• What you should do
Transcribe every line of the material below exactly, leaving out the pictures.

• Listed entries
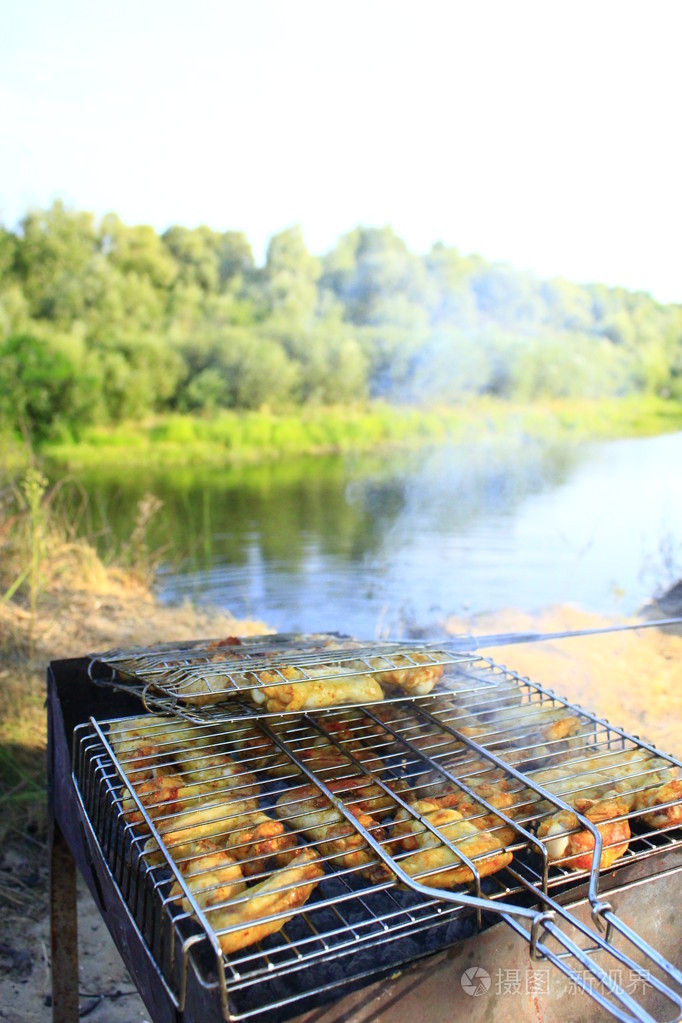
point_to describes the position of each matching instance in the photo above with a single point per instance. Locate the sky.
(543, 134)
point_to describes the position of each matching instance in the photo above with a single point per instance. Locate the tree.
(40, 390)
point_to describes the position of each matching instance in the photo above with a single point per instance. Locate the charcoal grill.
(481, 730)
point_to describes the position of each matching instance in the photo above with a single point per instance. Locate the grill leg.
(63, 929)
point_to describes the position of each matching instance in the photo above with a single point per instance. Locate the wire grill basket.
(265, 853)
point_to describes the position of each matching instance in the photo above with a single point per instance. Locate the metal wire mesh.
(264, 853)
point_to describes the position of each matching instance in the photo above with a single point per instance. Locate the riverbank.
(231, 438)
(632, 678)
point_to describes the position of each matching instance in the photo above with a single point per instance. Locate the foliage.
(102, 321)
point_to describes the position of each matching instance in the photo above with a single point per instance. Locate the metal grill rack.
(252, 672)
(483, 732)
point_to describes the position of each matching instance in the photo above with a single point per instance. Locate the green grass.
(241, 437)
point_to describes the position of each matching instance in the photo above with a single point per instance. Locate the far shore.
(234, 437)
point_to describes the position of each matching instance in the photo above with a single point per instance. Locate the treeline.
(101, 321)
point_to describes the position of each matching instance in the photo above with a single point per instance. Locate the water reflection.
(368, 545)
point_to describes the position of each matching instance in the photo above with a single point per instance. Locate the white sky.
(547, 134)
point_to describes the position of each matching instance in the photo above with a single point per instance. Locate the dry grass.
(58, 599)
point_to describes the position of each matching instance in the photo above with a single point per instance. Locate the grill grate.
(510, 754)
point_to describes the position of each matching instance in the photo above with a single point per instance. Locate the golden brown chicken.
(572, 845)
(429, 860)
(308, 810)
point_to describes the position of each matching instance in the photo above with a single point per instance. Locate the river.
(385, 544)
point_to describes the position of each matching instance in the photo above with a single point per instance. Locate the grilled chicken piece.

• Task answer
point_to describes the position of each matching instance in the photo above with a single point per instance. Locate the sky.
(543, 134)
point_to describes the position of each matching instance in the photo above with a single point per instance. Locate the tree.
(40, 390)
point_to describes the position of each matching instance in the photo above with a single point per instance. Locate the charcoal grill.
(481, 730)
point_to describes the position of each matching instance in the photo above with a single point per instance. Locate the grill leg.
(63, 929)
point_to describes the position of each matching instance in the photo above with a single point per instance. Locate the wire grill basket.
(265, 853)
point_to describes the position of each matching instance in the photo above with a single point per instance. Locate the metal wire mesh.
(264, 853)
point_to describes the position of each matching instance in the photo above with a single point per instance. Locate the riverbank.
(231, 438)
(632, 678)
point_to describes the position of each matching instance in the photo above with a single point per instance. Locate the foliage.
(102, 321)
point_to describes the position of each matching instance in the photo above with a single point per instance. Locate the metal grill rack.
(252, 672)
(483, 732)
point_to describes the position of each matching instance in the photo above with a single point per instance. Locate the green grass.
(241, 437)
point_to describes the position of each matching instance in the photo above with a single point per instance. Locate the far shore.
(234, 437)
point_to describes the position of each matching instance in the photo above with a single point per instance. Locate the treeline.
(101, 321)
point_to describes the position of each matching instance in the photo above with a single point per instance. Locate the water reflection.
(368, 545)
point_to describes the position of each matching instance in the photo above with a single point per instance. Locate the white sky.
(547, 134)
point_to describes the position of each matching instance in the photo above with a single point per instance. Locate the dry grass.
(58, 599)
point_to describes the position of each matching instance in the photo above with a single point per instance. Locate the grill grate.
(510, 754)
point_to describes the position of each matching instance in the photo above with a single point per instance. Locate the golden brown chicken.
(572, 845)
(429, 860)
(308, 810)
point_to describes the position of each matching instance in the photo above with a single point per instance. Locate the river.
(385, 544)
point_to describes the position of each matching instance in the photo above with a single point per instance. Locate the grilled chicken piece.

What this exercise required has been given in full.